Extracted text section start

Associate Professor Jo Lindsay
Jo is a sociologist in the School of Social Sciences at Monash University. As past President of The Australian Sociological Association (TASA), she has a long-term connection with the association. At Monash, Jo leads the Research Impact Portfolio in the School of Social Sciences and is on the executive of Monash Infrastructure Institute. Her research focuses on the sociology of families, consumption and the environment. Her books include Consuming Families: Buying, making, producing family life in the 21st century (2013) with JaneMaree Maher and Families, Relationships and Intimate life (2014) with Deborah Dempsey.
Dr Eliza Goddard
Eliza is a Research Fellow within the Ethics, Policy and Public Engagement theme of the ARC Centre of Excellence for Electromaterials Science (ACES) at the University of New South Wales. Eliza is an applied philosopher and her research focuses on the social and ethical implications of emerging health care technologies. As the Executive Officer of the Australasian Association of Philosophy (AAP), she has contributed to research on women’s underrepresentation in philosophy in Australia and was a Chief Investigator on the ‘Forward Thinking: Learning and Teaching Philosophy in Australia’ project, funded by the Australian Learning and Teaching Council.

Extracted text section end

▸ Work instructions
**1.** In the academic profiles, what role does Eliza Goddard hold in the Australasian Association of Philosophy?
**2.** Write a continuation of the academic profiles, picking up after their final sentence.

Provided information section start

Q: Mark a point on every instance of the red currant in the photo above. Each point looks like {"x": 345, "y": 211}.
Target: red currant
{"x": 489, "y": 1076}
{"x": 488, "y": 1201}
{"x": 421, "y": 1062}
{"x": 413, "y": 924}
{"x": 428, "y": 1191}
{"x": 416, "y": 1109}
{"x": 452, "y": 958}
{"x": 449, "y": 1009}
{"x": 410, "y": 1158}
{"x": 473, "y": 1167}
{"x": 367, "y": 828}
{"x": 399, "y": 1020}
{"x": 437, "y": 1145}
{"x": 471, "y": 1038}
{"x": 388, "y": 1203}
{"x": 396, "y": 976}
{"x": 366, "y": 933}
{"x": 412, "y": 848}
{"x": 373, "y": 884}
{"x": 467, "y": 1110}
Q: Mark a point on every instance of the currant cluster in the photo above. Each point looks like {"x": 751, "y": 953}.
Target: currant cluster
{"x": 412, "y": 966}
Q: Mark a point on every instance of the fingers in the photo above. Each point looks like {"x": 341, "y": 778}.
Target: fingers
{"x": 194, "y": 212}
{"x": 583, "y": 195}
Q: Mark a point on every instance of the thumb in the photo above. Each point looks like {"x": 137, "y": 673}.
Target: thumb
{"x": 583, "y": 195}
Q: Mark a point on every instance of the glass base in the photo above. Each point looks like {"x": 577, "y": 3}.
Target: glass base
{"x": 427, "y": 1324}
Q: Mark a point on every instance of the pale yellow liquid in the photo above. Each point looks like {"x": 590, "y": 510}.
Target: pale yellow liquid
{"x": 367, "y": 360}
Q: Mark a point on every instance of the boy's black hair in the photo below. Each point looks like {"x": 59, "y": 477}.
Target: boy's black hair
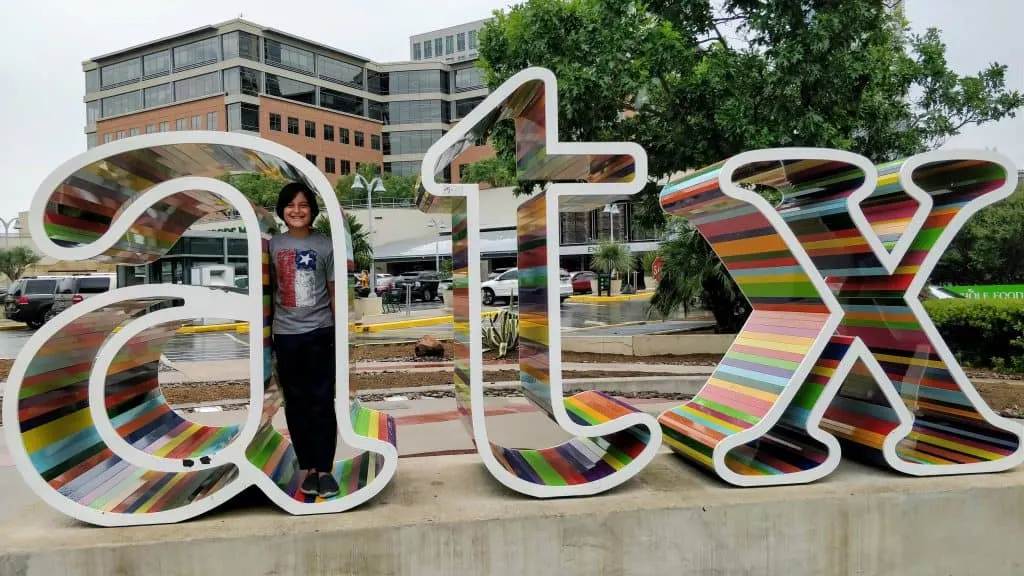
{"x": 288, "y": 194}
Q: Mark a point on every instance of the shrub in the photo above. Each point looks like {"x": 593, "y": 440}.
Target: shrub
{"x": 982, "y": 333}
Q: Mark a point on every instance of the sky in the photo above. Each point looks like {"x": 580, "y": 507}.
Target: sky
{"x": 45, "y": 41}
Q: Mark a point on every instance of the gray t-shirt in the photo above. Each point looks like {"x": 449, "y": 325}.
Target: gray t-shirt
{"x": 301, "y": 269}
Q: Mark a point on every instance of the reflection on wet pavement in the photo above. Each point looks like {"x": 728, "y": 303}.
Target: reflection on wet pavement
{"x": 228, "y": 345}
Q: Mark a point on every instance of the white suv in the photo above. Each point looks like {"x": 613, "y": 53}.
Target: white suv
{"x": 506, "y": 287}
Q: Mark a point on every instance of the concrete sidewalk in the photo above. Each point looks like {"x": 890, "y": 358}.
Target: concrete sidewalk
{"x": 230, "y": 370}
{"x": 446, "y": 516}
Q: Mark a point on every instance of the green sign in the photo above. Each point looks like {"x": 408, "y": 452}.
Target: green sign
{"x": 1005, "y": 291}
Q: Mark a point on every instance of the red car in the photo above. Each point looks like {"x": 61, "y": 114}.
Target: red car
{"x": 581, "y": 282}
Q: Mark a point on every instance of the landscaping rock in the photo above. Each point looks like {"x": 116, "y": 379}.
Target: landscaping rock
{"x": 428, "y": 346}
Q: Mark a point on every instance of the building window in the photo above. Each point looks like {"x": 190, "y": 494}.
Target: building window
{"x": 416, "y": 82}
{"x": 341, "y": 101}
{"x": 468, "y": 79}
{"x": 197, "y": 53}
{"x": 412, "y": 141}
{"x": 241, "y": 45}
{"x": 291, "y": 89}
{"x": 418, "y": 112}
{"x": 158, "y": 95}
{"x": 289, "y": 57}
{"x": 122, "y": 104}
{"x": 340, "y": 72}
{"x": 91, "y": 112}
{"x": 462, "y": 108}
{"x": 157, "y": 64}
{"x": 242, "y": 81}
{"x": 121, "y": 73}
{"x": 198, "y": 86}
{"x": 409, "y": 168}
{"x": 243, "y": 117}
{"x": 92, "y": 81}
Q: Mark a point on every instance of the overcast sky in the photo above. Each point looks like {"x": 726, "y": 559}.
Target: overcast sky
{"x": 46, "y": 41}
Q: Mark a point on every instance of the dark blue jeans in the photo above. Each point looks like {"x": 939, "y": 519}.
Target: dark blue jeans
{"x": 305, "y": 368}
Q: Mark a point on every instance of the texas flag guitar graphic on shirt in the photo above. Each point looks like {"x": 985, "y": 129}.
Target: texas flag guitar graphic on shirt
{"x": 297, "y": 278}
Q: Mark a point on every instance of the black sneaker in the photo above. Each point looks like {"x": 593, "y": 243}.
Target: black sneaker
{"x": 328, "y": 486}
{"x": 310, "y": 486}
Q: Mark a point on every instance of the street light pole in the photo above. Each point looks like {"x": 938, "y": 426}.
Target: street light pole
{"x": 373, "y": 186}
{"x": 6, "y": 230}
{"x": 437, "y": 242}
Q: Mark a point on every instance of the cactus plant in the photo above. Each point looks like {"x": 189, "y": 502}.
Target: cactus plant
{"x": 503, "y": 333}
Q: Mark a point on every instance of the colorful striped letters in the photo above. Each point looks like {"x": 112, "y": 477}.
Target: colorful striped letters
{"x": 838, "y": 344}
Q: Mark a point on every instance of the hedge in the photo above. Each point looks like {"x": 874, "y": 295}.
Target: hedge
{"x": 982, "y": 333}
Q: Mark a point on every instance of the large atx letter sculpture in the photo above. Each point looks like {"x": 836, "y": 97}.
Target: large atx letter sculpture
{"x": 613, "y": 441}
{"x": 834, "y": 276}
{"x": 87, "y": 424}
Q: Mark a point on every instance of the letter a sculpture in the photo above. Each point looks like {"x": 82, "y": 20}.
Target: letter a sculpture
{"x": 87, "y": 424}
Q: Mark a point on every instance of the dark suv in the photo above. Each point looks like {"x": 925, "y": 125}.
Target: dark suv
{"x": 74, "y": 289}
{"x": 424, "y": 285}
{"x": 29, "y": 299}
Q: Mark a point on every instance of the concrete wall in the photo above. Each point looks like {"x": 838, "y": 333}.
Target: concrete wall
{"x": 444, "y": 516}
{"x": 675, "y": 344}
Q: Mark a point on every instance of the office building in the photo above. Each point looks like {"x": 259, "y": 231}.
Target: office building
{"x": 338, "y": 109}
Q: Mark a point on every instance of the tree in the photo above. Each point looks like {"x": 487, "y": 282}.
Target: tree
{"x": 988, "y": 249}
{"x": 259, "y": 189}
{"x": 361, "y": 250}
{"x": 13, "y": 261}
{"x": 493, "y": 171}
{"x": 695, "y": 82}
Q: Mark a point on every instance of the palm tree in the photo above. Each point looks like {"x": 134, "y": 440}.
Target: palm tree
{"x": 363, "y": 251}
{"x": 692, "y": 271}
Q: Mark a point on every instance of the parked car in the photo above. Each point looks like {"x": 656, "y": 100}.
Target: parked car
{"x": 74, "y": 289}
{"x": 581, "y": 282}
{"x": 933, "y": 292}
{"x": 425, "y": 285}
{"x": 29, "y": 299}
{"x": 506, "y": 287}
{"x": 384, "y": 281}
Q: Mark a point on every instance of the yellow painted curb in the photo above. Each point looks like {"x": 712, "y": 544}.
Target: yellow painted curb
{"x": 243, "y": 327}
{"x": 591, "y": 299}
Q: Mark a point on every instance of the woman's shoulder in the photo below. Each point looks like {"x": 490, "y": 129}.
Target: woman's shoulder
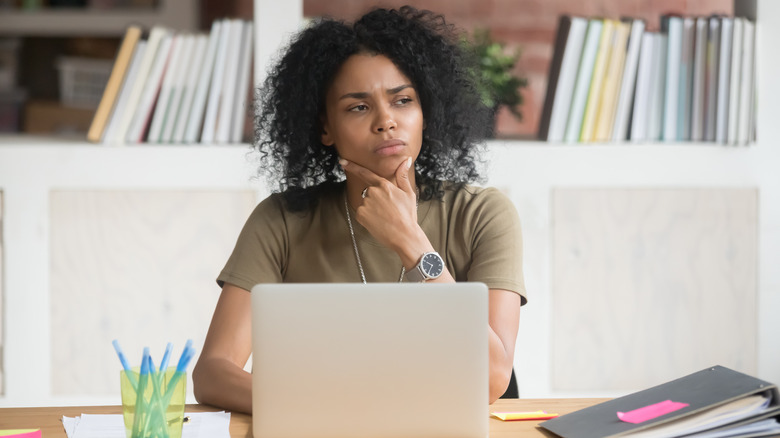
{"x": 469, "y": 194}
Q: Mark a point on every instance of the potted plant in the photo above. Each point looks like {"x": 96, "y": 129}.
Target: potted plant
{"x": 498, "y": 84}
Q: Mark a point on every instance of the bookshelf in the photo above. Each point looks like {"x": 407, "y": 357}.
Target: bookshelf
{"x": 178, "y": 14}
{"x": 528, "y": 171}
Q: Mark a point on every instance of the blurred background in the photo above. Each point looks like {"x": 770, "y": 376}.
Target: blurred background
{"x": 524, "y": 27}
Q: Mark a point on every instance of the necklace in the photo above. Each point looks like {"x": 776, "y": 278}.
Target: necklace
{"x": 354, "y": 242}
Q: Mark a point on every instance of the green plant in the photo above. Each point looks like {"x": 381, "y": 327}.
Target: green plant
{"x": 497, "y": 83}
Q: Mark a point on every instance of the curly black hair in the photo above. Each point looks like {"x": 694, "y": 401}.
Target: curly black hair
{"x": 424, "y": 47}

Provided information section end
Provided information section start

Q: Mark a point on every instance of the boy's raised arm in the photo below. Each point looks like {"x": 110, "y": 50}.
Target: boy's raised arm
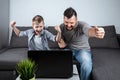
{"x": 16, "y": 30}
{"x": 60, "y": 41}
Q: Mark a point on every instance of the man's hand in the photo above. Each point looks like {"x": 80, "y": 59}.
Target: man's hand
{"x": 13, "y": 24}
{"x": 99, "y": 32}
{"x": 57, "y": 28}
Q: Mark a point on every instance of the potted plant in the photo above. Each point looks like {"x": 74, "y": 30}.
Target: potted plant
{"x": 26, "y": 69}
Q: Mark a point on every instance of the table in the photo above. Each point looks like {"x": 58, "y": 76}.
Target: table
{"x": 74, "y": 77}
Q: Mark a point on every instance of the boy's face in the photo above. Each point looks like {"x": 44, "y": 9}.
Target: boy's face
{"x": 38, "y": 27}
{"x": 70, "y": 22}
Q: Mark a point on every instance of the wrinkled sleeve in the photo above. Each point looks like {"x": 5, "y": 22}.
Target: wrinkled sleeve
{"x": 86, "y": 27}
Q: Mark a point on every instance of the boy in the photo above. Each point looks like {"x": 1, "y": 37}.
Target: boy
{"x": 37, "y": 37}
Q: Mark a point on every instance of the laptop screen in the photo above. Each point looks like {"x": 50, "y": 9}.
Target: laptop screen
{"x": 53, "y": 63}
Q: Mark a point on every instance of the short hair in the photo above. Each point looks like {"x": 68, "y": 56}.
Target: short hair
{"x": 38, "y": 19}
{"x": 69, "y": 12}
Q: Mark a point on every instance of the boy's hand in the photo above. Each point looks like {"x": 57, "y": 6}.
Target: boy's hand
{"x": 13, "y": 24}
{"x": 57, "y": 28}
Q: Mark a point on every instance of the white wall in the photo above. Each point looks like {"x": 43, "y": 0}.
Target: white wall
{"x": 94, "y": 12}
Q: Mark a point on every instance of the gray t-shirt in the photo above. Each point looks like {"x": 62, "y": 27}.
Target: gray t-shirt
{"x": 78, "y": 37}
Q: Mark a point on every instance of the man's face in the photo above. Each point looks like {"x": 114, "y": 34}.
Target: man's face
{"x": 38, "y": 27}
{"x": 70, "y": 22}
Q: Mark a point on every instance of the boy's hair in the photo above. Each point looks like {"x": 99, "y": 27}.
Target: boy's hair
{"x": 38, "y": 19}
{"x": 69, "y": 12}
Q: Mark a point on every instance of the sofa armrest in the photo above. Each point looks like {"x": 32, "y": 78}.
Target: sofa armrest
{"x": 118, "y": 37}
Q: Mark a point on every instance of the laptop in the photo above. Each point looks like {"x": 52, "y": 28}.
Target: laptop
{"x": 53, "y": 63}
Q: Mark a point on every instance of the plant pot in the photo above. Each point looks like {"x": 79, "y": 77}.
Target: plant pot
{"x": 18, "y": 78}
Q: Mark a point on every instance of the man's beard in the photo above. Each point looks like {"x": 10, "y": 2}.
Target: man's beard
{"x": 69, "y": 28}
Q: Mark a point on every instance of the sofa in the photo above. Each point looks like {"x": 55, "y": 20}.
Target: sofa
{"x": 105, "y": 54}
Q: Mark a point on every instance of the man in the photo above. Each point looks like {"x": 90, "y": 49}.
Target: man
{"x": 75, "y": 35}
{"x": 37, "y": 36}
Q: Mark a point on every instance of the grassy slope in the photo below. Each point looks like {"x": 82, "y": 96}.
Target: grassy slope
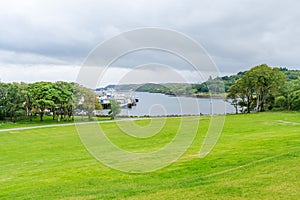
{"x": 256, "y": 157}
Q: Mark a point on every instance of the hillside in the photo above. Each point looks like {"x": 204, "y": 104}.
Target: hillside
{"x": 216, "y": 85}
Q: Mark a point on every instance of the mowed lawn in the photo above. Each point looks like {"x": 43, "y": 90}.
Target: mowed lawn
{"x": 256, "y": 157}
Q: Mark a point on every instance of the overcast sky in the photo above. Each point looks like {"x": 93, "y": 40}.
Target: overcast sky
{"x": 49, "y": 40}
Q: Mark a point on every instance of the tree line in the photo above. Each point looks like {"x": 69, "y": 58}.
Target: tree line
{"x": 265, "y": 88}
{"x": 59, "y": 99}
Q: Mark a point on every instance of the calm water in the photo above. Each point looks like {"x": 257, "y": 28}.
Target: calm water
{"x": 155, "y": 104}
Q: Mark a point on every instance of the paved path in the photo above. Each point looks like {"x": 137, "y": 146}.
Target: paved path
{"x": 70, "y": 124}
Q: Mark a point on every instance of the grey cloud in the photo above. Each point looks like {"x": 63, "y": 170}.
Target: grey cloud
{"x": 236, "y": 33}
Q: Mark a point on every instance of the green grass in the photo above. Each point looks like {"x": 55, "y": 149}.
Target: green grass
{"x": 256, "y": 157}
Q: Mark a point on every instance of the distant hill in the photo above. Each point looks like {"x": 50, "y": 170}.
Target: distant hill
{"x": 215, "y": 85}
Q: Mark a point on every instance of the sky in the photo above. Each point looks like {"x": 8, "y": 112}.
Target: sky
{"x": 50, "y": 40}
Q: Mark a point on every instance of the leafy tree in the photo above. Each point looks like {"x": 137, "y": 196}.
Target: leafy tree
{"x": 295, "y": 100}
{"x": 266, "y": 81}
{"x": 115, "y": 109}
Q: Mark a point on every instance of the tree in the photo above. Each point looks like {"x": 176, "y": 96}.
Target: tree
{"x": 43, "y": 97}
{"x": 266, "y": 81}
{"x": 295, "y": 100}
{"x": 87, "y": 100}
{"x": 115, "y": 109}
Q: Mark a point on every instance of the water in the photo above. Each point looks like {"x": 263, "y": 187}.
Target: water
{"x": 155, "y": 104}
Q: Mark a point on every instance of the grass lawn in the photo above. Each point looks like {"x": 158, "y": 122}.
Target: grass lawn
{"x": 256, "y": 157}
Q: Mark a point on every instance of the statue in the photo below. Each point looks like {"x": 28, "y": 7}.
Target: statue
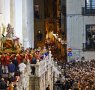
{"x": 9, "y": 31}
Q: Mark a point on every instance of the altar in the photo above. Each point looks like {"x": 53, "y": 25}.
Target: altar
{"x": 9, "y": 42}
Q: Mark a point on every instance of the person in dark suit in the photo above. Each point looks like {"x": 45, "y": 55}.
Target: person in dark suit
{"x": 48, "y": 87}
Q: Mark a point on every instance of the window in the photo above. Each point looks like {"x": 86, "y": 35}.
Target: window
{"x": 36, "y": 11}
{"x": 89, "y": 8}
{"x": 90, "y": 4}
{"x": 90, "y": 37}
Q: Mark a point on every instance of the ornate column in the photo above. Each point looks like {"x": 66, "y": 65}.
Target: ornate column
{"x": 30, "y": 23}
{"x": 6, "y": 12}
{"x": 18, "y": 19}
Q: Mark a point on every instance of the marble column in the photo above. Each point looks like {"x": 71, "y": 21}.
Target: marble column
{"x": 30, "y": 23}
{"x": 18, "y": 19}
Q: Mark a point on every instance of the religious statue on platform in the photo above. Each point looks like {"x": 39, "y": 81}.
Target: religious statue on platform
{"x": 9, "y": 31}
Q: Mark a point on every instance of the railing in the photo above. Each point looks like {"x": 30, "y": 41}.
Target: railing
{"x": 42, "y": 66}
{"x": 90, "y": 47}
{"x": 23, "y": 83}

Provided information section end
Provided information section start

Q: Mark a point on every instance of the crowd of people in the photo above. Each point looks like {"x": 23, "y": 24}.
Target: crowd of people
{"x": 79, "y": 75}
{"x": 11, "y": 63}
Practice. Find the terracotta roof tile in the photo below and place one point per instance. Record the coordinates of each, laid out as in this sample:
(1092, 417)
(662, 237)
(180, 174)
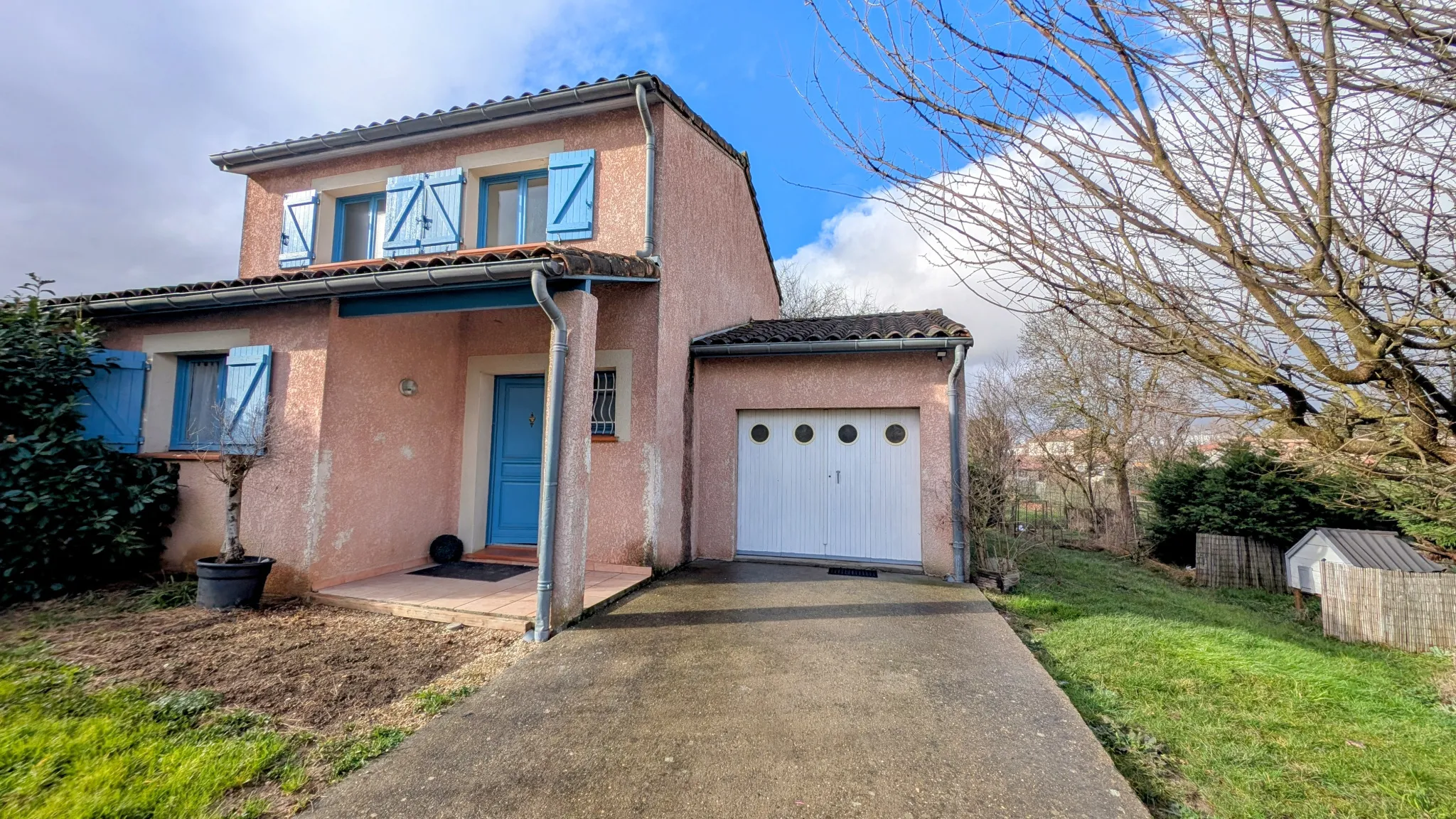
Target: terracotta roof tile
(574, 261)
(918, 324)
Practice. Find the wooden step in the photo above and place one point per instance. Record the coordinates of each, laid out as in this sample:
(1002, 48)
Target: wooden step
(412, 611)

Provided information section end

▸ Answers for the tasks
**1.** She is its Executive Officer.

**2.**
Professor Terry Flew
Terry is Professor of Media and Communications and Assistant Dean (Research) in the Creative Industries Faculty at the Queensland University of Technology. He is a Chief Investigator with the Digital Media Research Centre, and is the author of 11 books (three edited), 54 book chapters, 85 refereed academic journal articles, 15 reports and research monographs, and has been an editor of 13 special issues/themed sections of academic journals and refereed conference proceedings. His work has been translated into Chinese, Arabic, Polish and Turkish. He has been involved with projects that have received $4.2 million in Australian Research Council and other research funding.